LIST OF TASKS:
(1) Using the text about The Bad Seed Returns, decide whether each statement agrees with it: (a) The film premiered on Lifetime in 2022. (b) At the start of the story, Emma lives with her father David. (c) Kat joins Emma's history class. For each, answer yes or no and quote the deciding words of the text.
(2) Carry on the plot summary of The Bad Seed Returns from its last sentence.
== EXTRACTED TEXT
The Bad Seed Returns is an American made-for-television horror drama film directed by Louise Archambault, written by Ross Burge, Mckenna Grace, and Barbara Marshall, and starring Mckenna Grace, Michelle Morgan, Benjamin Ayres, Marlowe Zimmerman, Jude Wilson, Gabriela Bee, Ella Dixon, Marlee Walchuk, Lorne Cardinal, and a special appearance by Patty McCormack. It is the sequel to the 2018 television film The Bad Seed, which was both a remake of the 1956 film, as well as having been adapted from William March's 1954 novel. The film premiered on Lifetime on September 5, 2022.

Summary
  
Six years after her father David's death, Emma Grossman (Mckenna Grace) is a sophomore in high school, living with her aunt Angela, Angela's new husband Robert, and their infant son Cade. She is still unsuspected for the murders she committed and masks her psychopathy with the façade of a normal 15-year-old whose life consists of school, friends, and dance.

The opening sequence shows a flash forward of Emma abducting and killing a dog with a knife while newspaper headlines about Emma's past murders flash across the screen.

A time jump takes us to three weeks prior to the events of the end of this film. Emma is struggling to adjust to Angela's new husband Robert living in the house. During breakfast, Emma mentions dance team captain elections are coming up soon, and she expects to beat out her friend Steph for the spot. Robert mentions that his camping knife is missing.

When Angela drops Emma off at school, Emma finds a pamphlet for a boarding school called St. Crispin's and learns Robert wants to send her away. She goes into Abraham High School and meets up with Steph and their other friend, Lola. Later that day, a new girl named Kat joins their physics class. She and Emma exchange unfriendly looks.
====
== GIVEN DATA
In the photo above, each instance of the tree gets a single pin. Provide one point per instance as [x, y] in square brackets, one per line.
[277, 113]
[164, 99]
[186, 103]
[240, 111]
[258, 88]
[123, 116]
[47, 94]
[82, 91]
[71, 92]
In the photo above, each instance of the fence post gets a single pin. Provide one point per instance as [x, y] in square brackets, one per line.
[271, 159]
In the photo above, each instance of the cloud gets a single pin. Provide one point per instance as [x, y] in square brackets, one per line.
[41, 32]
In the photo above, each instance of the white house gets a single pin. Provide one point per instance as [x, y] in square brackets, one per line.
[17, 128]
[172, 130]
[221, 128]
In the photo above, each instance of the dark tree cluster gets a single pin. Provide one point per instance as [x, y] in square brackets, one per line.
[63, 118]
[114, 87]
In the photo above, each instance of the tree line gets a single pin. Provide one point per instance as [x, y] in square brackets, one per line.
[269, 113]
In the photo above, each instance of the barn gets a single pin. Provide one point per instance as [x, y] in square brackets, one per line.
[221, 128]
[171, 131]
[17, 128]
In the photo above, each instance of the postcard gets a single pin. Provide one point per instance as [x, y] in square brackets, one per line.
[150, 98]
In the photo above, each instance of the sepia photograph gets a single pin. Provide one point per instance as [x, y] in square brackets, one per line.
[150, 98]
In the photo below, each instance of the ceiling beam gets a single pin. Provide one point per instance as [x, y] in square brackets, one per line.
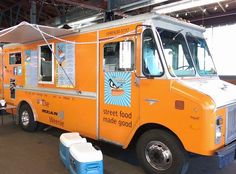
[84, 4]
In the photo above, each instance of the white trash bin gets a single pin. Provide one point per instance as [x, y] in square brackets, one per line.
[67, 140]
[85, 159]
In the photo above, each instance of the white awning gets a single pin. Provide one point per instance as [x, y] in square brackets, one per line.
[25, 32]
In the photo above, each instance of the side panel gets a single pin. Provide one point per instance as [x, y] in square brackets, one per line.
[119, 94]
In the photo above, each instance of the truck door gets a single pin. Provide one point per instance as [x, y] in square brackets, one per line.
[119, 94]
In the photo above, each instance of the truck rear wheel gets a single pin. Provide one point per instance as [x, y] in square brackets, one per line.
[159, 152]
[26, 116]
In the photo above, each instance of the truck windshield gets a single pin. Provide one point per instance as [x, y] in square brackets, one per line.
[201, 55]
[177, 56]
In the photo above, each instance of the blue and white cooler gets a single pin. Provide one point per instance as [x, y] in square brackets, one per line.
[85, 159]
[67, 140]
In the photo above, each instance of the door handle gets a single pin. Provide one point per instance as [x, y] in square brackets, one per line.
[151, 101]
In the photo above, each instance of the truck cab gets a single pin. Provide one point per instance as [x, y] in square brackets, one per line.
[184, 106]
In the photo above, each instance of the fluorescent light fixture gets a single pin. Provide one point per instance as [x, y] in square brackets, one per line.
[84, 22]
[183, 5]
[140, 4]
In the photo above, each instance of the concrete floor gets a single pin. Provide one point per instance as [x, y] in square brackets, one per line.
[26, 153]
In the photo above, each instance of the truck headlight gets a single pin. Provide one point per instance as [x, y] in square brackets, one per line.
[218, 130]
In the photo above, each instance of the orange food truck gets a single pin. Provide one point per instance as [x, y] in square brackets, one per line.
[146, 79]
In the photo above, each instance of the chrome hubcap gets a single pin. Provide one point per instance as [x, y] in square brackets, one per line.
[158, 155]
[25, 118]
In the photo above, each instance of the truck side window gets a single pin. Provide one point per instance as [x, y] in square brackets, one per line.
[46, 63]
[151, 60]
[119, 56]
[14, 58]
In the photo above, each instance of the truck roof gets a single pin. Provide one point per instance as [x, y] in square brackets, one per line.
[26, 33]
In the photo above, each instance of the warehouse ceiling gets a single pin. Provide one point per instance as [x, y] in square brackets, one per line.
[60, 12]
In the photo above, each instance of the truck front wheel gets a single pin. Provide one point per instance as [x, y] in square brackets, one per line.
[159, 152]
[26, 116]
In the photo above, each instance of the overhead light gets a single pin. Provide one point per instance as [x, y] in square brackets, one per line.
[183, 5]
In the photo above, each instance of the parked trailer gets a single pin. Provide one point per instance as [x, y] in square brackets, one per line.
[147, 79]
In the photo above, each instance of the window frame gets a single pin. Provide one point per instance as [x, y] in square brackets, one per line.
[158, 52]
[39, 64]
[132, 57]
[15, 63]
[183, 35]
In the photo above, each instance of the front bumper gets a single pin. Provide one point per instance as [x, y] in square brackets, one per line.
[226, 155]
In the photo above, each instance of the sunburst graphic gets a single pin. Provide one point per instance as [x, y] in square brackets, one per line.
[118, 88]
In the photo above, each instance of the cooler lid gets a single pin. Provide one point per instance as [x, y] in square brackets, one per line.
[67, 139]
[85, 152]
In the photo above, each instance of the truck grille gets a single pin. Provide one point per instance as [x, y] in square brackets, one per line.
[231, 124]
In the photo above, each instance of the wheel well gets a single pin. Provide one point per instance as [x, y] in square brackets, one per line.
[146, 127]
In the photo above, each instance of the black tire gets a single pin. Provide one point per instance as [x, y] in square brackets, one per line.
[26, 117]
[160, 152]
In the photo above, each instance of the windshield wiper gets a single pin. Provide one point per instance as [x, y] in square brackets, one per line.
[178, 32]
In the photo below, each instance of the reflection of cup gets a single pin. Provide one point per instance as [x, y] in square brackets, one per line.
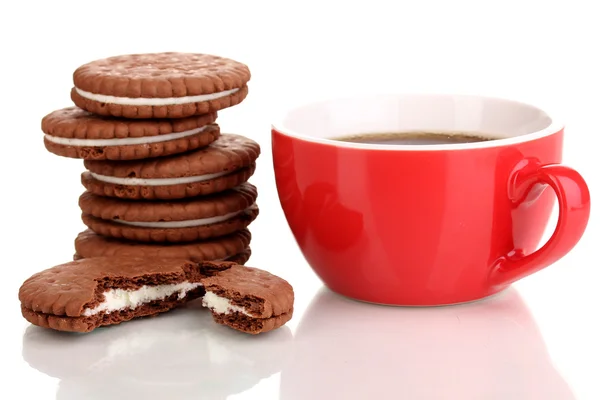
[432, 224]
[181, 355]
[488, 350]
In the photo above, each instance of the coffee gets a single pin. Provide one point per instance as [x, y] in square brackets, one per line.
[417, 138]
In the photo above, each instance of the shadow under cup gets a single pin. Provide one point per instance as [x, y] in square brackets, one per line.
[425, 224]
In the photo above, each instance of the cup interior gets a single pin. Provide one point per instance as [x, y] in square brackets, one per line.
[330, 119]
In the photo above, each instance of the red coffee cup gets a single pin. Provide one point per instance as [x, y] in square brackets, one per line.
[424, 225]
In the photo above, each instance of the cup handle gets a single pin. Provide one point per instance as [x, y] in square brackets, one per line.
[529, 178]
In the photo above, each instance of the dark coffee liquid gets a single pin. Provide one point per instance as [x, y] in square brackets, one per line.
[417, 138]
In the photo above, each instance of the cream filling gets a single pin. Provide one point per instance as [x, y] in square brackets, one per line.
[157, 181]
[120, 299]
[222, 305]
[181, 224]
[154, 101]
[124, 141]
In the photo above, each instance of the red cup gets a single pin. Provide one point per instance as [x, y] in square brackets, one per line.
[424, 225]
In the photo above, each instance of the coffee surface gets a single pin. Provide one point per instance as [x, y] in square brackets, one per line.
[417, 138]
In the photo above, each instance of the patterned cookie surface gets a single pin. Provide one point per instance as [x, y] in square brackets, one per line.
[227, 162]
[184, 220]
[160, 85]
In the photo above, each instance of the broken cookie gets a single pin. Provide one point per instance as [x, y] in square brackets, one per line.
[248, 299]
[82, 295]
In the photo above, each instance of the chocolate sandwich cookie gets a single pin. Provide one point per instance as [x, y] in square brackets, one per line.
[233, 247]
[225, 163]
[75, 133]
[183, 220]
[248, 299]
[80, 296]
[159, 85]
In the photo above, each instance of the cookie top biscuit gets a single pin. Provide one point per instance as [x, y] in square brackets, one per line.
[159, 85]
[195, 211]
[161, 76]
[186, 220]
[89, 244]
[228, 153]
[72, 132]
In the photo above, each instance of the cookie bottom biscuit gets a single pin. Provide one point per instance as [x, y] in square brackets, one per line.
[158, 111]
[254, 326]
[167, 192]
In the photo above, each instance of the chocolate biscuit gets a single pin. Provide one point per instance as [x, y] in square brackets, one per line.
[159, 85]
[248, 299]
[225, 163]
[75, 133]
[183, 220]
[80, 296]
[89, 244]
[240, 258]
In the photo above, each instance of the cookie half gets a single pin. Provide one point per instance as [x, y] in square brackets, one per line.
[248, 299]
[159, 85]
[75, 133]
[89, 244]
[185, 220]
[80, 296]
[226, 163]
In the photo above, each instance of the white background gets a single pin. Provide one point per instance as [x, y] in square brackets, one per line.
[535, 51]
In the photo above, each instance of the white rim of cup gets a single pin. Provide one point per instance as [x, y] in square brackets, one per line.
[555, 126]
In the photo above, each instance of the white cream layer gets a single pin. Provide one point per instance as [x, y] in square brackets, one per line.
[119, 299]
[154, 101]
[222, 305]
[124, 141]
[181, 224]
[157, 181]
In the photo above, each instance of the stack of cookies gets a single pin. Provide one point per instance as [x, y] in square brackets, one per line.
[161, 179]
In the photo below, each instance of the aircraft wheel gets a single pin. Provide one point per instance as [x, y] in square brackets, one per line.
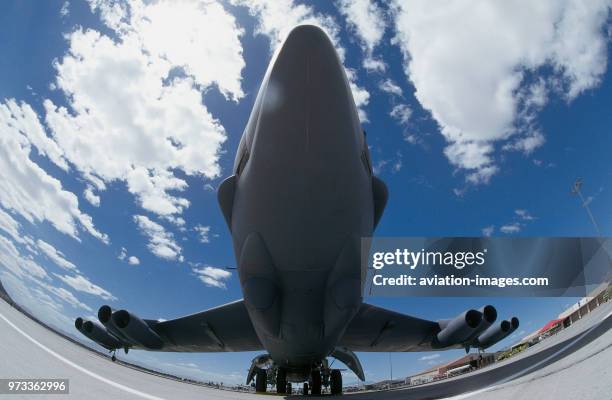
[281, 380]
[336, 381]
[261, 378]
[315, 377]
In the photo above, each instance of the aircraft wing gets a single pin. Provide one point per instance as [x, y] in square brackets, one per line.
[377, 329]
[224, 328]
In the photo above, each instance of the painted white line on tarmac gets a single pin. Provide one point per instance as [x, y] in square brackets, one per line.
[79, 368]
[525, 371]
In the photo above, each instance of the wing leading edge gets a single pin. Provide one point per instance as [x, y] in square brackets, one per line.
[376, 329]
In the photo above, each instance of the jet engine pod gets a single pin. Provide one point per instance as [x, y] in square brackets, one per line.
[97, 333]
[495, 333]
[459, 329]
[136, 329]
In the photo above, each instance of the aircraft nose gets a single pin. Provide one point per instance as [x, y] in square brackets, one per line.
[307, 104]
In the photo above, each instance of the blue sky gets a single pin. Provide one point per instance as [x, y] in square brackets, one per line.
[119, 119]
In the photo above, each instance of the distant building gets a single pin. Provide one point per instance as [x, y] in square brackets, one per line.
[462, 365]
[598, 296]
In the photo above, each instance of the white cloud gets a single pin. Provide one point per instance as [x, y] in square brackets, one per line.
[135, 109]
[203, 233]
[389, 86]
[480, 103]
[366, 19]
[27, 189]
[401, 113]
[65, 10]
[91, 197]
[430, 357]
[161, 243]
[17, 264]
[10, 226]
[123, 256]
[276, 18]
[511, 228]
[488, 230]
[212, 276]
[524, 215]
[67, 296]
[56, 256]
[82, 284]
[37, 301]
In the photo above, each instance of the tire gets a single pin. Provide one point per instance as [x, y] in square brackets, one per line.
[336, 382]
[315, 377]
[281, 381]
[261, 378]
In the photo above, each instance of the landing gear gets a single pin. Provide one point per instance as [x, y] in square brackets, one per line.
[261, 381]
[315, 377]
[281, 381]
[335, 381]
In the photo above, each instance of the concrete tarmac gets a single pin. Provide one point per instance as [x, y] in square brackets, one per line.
====
ANSWERS FOR EACH ITEM:
(1)
(a) Yes: "The film premiered on Lifetime on September 5, 2022."
(b) No: "Six years after her father David's death"
(c) No: "a new girl named Kat joins their physics class"

(2)
At dance practice, Steph is praised by their coach while Emma is told she needs to work more on the routine. She stays after to practice solo. On her walk home, a classmate of hers, Nathan, offers her a ride, but she declines.

Once she's home, Emma tries to lure Cade into the unfenced pool. Angela saves him at the last second and blames Robert for not keeping a closer eye on the child. The food Robert made for dinner is too salty, so Emma suggests they order Chinese instead. Robert is suspicious of her.

The next day, Steph suggests they invite Kat to sit with them in the cafeteria. Emma does so, but Kat is standoffish and declines. Meanwhile, Robert finds his knife in one of Emma's dresser drawers. By the time she arrives home from school, he's arranged for her to go to St. Crispin's her junior and senior year. Emma has a meltdown in her room, then later goes into Cade's room and observes Robert out in the garage through Cade's window.

That night, Emma wakes from dreams of flashbacks of the events of the first film.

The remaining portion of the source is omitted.